Work item >> Where the word "covered" occurs in a line of the listing below, copy that line.

#####

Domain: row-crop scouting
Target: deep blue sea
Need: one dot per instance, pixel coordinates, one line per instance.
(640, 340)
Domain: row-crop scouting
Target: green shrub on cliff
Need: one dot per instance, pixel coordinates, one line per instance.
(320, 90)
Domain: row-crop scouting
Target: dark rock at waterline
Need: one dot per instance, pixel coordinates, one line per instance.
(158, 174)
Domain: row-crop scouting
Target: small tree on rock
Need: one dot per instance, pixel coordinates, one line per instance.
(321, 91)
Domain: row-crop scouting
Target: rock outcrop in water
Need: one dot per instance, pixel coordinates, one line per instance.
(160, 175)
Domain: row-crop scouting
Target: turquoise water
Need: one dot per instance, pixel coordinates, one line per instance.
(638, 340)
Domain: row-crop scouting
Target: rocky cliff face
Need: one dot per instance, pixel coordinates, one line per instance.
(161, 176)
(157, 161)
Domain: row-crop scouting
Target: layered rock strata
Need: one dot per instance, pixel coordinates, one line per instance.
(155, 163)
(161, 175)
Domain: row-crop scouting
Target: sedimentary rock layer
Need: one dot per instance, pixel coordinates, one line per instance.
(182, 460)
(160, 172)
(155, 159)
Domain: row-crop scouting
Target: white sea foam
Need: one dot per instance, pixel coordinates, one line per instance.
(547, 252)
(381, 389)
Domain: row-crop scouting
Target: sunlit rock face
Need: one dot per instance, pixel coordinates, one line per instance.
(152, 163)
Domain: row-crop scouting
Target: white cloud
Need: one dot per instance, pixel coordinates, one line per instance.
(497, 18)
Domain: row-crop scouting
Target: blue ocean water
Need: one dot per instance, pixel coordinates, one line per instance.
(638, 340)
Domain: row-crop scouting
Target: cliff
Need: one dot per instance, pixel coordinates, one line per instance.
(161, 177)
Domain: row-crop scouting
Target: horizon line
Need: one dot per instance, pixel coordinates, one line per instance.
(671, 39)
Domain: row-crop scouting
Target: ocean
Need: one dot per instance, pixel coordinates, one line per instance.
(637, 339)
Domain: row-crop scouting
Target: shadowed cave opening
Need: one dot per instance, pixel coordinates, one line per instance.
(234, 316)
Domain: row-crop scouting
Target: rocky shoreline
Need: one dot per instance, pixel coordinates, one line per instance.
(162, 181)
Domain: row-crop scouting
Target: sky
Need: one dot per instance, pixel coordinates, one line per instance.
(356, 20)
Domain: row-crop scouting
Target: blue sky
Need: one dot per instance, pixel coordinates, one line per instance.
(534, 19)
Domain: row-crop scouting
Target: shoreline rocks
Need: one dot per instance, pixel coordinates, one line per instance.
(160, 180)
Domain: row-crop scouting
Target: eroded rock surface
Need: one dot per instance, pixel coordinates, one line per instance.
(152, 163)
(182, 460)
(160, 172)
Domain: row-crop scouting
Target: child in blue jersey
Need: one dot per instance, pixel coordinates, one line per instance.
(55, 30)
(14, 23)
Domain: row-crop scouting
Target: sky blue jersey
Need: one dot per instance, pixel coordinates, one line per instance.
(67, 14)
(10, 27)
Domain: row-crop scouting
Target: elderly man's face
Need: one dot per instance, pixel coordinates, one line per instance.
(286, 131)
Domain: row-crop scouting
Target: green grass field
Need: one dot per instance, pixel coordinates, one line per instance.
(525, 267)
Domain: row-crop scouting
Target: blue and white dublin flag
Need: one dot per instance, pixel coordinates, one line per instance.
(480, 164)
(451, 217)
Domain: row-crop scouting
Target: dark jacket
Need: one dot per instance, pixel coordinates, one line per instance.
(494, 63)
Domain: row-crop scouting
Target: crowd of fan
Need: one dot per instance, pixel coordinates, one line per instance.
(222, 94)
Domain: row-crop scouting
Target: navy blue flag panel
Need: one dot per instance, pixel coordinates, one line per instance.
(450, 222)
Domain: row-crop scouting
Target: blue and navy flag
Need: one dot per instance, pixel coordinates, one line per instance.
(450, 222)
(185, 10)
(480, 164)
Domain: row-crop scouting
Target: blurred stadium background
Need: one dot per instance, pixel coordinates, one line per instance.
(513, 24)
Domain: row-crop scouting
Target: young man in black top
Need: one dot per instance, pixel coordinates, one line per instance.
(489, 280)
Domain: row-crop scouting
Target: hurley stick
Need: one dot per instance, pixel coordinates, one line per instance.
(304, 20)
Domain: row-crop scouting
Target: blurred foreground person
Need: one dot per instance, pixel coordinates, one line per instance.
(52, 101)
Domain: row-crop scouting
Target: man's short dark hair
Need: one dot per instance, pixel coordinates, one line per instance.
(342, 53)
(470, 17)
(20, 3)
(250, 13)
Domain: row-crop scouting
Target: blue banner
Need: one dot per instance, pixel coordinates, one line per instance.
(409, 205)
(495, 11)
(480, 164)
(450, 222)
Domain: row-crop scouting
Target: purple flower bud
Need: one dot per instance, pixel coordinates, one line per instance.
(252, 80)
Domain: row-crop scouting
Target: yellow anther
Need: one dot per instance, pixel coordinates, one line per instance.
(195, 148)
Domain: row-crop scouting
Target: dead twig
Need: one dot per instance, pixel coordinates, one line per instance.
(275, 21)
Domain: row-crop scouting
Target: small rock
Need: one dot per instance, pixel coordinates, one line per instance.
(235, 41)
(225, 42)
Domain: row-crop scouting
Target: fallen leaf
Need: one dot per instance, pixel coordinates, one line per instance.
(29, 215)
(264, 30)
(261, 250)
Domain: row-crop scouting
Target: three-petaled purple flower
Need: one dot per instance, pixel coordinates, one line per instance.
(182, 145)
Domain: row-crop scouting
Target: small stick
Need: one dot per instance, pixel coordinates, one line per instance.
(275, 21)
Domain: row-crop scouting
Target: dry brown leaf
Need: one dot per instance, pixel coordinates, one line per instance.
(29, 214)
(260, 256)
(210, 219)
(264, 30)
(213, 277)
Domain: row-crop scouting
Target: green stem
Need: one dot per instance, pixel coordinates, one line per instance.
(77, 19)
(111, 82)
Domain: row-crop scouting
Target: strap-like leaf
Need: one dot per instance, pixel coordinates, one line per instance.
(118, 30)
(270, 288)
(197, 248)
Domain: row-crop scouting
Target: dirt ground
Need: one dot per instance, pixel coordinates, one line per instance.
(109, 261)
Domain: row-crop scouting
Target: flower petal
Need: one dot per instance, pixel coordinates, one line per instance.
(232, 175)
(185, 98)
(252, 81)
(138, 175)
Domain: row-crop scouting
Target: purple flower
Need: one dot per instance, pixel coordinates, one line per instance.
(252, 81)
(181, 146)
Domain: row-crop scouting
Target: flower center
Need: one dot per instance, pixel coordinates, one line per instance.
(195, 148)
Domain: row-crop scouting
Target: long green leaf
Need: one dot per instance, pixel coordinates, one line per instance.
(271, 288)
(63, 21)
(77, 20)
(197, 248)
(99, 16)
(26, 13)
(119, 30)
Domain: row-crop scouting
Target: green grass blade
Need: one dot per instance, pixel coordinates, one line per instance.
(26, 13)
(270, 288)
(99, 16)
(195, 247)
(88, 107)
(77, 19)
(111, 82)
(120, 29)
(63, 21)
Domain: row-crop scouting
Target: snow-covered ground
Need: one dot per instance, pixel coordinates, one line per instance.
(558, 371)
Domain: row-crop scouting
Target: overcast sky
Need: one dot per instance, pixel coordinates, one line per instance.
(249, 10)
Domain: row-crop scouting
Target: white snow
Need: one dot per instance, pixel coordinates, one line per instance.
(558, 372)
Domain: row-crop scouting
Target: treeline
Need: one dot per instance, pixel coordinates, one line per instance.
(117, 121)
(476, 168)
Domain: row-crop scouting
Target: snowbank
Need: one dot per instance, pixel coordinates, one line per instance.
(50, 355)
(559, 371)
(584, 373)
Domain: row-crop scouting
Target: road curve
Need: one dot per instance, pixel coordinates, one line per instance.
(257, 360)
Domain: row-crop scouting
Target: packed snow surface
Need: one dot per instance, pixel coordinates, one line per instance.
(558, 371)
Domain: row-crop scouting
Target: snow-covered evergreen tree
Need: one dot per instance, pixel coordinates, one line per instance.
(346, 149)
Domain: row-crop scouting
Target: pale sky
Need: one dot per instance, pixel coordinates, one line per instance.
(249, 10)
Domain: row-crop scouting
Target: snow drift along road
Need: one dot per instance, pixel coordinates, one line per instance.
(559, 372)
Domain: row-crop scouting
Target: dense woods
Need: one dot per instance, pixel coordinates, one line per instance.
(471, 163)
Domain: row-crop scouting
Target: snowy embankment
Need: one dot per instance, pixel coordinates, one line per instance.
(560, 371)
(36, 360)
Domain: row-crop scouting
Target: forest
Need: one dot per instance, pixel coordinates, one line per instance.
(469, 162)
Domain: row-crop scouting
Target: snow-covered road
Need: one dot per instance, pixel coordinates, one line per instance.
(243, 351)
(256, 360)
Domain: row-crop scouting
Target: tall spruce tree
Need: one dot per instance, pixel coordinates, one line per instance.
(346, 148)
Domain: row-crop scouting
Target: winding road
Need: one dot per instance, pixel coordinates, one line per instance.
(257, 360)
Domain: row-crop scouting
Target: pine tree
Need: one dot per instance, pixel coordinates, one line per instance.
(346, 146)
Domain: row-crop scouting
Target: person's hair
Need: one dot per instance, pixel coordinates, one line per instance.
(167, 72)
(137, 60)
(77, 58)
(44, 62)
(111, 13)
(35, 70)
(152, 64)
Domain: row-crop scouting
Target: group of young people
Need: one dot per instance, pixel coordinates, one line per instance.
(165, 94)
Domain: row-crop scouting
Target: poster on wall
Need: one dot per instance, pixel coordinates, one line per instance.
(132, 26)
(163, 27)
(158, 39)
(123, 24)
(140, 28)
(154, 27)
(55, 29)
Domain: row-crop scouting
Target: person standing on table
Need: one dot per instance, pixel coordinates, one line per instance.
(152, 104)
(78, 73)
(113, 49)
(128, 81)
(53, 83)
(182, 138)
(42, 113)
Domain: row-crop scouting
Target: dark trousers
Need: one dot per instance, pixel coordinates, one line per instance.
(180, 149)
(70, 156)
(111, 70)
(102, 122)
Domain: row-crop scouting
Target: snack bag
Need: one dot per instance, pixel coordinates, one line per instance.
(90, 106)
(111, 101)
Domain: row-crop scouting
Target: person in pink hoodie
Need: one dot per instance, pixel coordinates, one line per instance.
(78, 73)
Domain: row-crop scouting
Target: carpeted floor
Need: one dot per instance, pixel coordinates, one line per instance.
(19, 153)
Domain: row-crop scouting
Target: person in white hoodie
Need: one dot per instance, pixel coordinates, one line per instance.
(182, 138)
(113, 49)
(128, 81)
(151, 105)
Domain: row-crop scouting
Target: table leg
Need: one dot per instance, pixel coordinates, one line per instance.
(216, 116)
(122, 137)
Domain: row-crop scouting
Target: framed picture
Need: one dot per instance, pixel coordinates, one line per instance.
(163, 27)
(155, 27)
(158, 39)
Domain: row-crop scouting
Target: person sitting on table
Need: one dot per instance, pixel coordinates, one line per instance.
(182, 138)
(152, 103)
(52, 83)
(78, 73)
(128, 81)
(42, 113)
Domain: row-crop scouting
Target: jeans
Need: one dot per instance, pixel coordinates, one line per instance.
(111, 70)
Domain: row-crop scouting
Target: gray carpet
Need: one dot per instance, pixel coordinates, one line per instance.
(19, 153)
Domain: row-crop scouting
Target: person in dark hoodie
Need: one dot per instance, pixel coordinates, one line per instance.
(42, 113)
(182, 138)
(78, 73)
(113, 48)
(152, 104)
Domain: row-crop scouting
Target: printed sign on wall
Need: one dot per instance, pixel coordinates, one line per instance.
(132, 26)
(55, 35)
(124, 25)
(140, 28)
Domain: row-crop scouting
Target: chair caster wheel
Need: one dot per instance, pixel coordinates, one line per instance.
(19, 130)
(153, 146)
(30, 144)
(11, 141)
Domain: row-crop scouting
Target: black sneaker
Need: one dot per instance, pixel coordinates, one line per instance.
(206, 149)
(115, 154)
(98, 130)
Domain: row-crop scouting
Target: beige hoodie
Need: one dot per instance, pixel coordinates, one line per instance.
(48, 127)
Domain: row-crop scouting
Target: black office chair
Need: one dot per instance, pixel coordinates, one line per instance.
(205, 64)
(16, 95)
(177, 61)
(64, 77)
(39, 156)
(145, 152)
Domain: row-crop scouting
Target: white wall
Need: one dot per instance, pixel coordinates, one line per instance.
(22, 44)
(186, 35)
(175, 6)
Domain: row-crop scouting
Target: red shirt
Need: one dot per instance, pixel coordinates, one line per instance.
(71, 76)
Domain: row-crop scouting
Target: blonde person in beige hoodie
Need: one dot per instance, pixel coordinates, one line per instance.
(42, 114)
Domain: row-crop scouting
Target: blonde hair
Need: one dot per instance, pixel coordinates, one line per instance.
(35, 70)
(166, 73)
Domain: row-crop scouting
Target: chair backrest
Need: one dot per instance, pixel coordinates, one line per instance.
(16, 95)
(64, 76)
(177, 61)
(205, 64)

#####

Output for this exercise >>
Target: snow-covered ground
Target: snow-covered evergreen tree
Target: snow-covered road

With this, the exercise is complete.